___ PROVIDED PASSAGE ___

All Heart: Suffolk rallies for teen heart recipient

The Chalmers

Chaunta Chalmers did what she always did while Jasmine was in the hospital last year: she looked at her little girl (far too little, in fact—a teenager trapped in an eight-year-old’s body) and said, “We’re going to do the best with what we have. We’re going to make the best of a bad situation.”

The family was waiting on a new heart as Jasmine’s health plummeted, despite six open-heart surgeries and four cardiac catheterizations over the course of her short life. Her first, at three months, came after it was discovered that the infant girl had an unbalanced atrioventricular canal. In short, her heart only had one pump.

“We’re going to do the best with what we have. We’re going to make the best of a bad situation.”

On December 12, just a few weeks after sharing her story on Lifeline, Jasmine got her new heart.

It was a true gift for the family, whose last several years had been split between the Children’s Hospital of the King’s Daughters in Norfolk to University of Virginia in Charlottesville. The time apart from each other and the dwindling paid leave Chaunta had left was starting to wear the family down. Sure, Jasmine had a heart, but there was still a ways to go until life could achieve some semblance of normality.

Christmas loomed, but the Chalmers gave little thought to it. Making the best of a bad situation sometimes means not trying to tempt fate and being grateful for what you have. Right now, they had a daughter who was on the mend. Anything else was just icing on the cake.

Jasmine recovering in the hospital.

___

- [ASSIGNED TASK 1]: Name every city or town mentioned in the article about Jasmine's heart transplant.
- [ASSIGNED TASK 2]: Extend the article about Jasmine's heart transplant, picking up after its last line.

___ DATASET CONTENT ___

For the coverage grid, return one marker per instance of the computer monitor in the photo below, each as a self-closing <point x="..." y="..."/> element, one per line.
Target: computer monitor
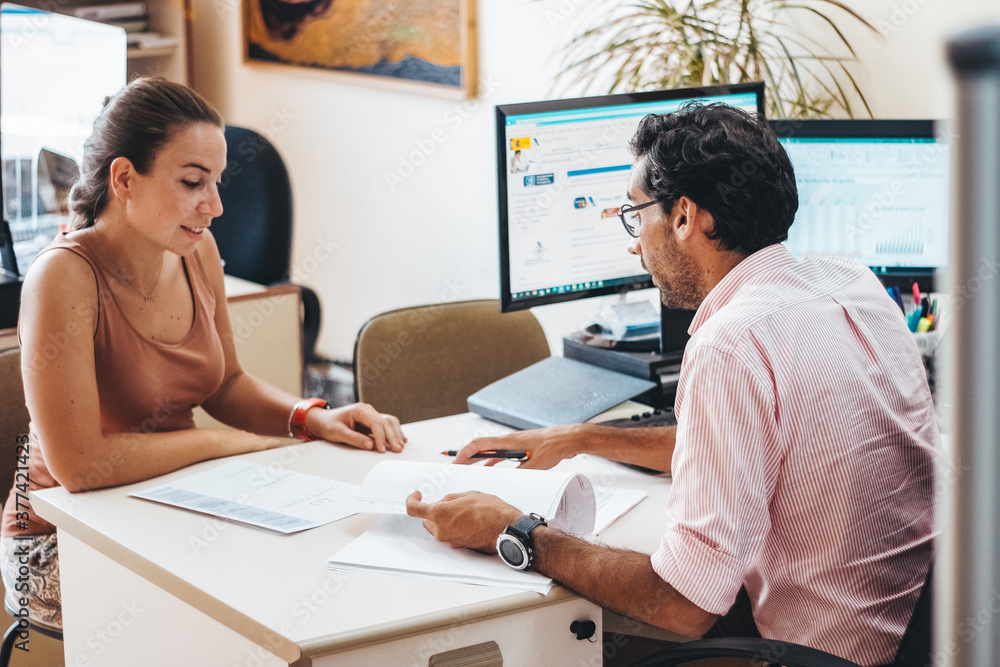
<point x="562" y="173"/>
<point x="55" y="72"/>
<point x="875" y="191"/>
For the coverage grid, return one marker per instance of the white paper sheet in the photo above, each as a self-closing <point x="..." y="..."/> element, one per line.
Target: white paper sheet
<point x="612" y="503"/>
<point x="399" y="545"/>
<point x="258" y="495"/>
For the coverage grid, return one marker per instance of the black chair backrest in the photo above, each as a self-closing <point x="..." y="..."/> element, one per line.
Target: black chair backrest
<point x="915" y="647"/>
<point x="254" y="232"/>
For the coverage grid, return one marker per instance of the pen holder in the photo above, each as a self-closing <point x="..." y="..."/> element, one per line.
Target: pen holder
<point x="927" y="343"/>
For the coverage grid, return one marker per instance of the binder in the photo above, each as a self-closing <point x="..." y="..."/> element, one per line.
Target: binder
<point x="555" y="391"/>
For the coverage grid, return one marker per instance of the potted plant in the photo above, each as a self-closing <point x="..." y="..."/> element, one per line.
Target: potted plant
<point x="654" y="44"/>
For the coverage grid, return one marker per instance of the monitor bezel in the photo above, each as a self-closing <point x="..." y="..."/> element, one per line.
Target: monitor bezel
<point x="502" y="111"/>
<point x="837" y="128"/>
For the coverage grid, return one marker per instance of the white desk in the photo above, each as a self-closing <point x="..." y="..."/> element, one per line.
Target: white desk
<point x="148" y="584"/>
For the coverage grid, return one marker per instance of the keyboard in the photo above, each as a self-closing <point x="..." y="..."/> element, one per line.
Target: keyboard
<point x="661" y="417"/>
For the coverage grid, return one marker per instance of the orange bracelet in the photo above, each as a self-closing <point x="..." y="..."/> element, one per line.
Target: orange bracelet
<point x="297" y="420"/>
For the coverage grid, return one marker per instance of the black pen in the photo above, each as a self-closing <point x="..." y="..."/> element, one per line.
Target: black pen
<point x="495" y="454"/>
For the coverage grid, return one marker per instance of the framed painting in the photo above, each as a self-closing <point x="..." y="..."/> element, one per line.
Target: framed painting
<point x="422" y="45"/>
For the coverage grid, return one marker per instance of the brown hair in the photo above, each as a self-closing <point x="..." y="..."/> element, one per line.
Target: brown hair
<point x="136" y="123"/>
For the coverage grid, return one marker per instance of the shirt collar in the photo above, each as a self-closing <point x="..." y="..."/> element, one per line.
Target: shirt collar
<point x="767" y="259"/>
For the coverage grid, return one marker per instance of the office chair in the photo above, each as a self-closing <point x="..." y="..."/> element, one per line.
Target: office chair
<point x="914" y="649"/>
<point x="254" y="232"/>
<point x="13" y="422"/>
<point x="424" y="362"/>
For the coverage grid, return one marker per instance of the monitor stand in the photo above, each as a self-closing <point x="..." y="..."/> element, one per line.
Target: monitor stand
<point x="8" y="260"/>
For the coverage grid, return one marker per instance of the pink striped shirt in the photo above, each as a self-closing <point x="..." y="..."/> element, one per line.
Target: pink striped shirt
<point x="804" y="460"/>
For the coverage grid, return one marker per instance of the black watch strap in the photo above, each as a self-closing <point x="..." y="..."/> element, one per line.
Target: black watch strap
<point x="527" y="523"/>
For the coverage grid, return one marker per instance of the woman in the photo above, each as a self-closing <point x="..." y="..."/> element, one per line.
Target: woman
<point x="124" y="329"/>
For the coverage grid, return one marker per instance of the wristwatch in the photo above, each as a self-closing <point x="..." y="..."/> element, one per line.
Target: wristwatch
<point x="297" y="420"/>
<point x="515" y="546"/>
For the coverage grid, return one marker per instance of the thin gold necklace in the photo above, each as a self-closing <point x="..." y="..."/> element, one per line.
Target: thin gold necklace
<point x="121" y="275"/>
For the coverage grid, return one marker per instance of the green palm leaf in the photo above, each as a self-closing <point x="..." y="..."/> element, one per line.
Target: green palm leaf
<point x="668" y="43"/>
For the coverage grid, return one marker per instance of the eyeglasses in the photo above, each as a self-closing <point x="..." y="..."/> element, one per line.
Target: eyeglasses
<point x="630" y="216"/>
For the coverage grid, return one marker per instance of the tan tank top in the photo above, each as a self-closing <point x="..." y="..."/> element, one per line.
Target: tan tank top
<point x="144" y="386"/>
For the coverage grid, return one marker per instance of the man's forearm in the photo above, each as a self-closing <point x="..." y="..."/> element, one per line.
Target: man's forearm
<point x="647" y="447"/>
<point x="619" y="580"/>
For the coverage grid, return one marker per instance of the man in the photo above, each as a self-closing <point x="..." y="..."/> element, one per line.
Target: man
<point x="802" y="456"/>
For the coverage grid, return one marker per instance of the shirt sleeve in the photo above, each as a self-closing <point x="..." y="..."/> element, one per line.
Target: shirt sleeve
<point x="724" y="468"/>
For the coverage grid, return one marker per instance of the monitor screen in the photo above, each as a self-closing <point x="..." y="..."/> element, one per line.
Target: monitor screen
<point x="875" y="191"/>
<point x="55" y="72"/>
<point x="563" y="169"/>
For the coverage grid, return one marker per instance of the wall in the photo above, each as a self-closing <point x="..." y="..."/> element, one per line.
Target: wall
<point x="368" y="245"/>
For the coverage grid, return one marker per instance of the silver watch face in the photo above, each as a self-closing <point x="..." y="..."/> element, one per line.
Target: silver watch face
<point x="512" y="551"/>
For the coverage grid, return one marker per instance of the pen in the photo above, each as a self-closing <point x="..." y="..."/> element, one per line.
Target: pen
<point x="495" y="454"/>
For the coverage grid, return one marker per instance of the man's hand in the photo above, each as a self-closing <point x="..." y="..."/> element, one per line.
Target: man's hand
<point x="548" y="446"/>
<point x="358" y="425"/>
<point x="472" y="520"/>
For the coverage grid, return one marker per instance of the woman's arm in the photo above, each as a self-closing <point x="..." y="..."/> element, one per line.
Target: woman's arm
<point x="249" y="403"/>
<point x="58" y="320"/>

___
___ DATASET CONTENT ___

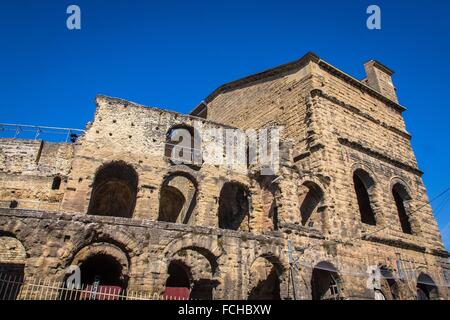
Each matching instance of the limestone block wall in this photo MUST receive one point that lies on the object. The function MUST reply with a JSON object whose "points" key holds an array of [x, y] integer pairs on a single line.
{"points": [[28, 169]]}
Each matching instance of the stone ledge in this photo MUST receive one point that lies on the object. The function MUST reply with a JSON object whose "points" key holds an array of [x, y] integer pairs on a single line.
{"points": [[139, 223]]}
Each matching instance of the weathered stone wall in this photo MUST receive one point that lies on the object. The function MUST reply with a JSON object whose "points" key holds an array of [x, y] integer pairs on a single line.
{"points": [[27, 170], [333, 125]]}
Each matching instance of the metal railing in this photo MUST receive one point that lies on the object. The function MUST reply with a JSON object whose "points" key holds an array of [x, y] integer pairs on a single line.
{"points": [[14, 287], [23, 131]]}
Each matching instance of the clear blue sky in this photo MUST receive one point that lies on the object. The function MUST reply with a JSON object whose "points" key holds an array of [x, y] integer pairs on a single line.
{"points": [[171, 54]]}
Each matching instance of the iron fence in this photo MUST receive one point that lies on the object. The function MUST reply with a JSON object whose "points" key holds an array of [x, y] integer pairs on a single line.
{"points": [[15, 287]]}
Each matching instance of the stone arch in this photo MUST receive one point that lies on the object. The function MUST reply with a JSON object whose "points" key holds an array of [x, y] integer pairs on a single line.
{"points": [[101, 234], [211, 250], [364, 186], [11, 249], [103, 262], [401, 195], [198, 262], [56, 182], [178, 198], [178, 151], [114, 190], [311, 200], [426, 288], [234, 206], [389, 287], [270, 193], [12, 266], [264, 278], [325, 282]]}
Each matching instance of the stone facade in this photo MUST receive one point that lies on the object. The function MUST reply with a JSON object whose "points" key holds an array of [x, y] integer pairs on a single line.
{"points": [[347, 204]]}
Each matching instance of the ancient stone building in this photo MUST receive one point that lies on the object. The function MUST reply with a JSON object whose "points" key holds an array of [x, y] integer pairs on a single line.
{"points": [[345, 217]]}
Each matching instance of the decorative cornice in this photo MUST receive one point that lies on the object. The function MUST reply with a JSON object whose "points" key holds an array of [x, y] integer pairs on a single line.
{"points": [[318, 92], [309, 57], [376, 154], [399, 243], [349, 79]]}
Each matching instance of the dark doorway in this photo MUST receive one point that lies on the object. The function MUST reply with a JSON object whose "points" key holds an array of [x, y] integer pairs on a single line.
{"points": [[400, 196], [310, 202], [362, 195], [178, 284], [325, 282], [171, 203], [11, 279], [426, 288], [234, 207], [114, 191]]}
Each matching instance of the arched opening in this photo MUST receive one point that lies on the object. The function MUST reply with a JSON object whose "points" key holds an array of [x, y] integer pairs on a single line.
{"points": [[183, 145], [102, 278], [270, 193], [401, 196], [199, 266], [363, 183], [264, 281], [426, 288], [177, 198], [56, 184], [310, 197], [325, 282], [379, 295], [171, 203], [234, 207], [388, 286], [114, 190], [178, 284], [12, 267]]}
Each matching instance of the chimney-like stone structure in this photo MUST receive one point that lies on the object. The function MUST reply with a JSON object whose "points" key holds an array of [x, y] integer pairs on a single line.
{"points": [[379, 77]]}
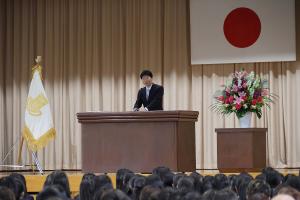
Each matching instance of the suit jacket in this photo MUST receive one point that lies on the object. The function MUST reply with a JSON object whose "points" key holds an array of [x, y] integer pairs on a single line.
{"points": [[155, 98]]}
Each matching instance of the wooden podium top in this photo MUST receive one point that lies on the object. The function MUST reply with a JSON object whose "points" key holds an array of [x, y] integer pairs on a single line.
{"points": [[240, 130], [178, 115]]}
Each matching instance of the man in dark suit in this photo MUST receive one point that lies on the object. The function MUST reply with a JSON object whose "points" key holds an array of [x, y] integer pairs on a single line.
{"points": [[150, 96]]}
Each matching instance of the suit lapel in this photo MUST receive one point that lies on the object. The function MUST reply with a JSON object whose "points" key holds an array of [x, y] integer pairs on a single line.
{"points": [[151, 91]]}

___
___ DATASET CONTENT ___

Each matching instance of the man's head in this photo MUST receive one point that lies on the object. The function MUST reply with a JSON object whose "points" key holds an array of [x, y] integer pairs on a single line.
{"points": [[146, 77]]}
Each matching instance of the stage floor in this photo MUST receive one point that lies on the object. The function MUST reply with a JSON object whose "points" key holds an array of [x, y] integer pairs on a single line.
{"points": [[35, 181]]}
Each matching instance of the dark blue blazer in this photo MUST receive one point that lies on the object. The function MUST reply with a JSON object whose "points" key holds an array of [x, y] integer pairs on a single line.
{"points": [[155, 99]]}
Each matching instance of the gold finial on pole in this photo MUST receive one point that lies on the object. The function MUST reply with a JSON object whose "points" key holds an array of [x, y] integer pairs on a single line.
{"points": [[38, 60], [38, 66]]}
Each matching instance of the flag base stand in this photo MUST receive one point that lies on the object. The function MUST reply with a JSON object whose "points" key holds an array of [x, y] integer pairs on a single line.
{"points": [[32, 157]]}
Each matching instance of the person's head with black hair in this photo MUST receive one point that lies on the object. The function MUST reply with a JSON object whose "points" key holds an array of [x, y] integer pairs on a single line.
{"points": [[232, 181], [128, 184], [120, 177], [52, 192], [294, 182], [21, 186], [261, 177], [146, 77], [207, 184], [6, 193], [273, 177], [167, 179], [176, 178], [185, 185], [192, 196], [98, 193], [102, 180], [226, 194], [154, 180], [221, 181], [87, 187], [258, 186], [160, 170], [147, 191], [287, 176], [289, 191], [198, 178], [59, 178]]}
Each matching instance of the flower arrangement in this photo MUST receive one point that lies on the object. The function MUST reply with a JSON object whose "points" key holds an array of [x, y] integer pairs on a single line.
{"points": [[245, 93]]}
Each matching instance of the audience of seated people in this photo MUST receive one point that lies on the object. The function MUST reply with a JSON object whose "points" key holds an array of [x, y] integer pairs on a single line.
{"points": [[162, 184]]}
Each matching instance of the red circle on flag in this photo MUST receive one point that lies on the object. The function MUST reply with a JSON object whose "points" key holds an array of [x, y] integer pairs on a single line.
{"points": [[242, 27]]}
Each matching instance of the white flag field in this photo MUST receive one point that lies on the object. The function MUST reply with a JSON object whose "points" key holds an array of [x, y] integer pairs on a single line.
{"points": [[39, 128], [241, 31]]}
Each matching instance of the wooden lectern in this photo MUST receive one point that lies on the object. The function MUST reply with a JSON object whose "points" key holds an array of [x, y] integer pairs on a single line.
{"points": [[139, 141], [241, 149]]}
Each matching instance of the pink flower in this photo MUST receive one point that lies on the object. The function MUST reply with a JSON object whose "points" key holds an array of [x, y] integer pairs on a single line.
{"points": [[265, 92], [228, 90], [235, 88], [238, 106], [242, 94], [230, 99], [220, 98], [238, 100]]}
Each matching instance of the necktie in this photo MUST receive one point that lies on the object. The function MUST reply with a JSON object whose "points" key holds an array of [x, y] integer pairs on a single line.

___

- [RESPONSE AREA 1]: Suffolk, Norfolk, Charlottesville

- [RESPONSE AREA 2]:
An outpouring of much-needed support

Soon after her surgery, the Suffolk Herald and the Virginian Pilot picked up Jasmine’s story, and people were transfixed by the cheerful, tiny teen who smiled brightly into the camera despite a life harder than many full-grown adults will ever experience. The phone began to ring.

First, Chaunta’s coworkers at the Virginia Department of Social Services presented hundreds of hours of volunteered leave hours for her to use to stay close with her daughter and not lose the wages her family needed.

Then, the officers at the Sheriff’s office put their heads together and came up with a plan to shop for the whole Chalmers family for Christmas.

Suddenly, it seemed like the rest of the community was wrapping their arms around Jasmine and their family. Their church raised a “love offering,” and Jasmine’s middle school’s guidance team organized a fundraiser that captivated her fellow students’ attention. The school was festooned with paper hearts, and a palpable buzz of excitement grew among the children. When the school announced the raised total, they also announced the even bigger news: Jasmine was getting her new heart. One counselor described the students’ reaction as a roar the got louder and louder as realization dawned.

Jasmine with her brother, Jordan.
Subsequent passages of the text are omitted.